** start **

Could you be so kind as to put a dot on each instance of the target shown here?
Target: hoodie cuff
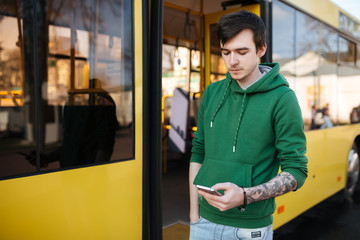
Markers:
(298, 175)
(197, 158)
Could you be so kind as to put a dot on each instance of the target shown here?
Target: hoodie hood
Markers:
(269, 81)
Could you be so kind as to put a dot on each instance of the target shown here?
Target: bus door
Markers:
(74, 149)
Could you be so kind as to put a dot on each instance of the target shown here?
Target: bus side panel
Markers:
(327, 154)
(100, 202)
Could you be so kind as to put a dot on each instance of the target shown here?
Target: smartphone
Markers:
(209, 190)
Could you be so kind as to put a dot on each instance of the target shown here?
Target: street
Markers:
(329, 220)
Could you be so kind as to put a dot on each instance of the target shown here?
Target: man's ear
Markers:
(262, 51)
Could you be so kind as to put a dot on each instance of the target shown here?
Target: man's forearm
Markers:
(279, 185)
(194, 202)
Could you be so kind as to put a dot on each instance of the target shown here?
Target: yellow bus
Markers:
(80, 110)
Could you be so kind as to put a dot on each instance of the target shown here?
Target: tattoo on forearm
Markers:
(279, 185)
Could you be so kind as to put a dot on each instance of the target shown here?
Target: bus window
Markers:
(217, 66)
(349, 98)
(17, 137)
(308, 87)
(88, 92)
(328, 77)
(77, 108)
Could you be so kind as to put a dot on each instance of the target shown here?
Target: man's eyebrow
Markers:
(238, 49)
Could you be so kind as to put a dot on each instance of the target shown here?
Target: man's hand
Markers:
(194, 204)
(233, 196)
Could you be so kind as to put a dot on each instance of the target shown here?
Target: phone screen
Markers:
(209, 190)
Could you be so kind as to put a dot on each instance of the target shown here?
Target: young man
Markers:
(249, 124)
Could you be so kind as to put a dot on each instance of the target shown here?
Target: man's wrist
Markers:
(244, 204)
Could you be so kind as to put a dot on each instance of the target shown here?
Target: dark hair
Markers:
(231, 24)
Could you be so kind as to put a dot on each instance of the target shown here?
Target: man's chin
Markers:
(237, 77)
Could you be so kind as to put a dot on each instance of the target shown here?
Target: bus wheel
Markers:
(353, 172)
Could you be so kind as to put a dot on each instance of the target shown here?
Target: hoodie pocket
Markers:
(214, 171)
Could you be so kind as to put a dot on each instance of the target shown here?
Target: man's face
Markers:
(241, 58)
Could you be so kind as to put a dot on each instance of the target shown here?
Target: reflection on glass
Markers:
(348, 94)
(307, 67)
(327, 73)
(82, 110)
(176, 71)
(17, 137)
(284, 41)
(88, 90)
(346, 51)
(217, 66)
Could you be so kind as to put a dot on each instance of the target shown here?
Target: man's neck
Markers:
(245, 83)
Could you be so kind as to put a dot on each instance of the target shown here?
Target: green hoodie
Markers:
(243, 136)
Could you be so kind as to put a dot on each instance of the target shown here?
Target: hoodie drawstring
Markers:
(240, 118)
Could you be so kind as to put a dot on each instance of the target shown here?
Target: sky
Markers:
(351, 6)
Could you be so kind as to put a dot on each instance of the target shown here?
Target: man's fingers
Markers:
(222, 186)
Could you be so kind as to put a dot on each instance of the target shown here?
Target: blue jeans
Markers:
(206, 230)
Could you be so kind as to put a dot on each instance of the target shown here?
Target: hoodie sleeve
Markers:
(198, 143)
(290, 140)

** end **

[AIM]:
Report how many lines of the listing above contain the string "forearm", matching case exactly. Give only the number.

[WORKED SOLUTION]:
2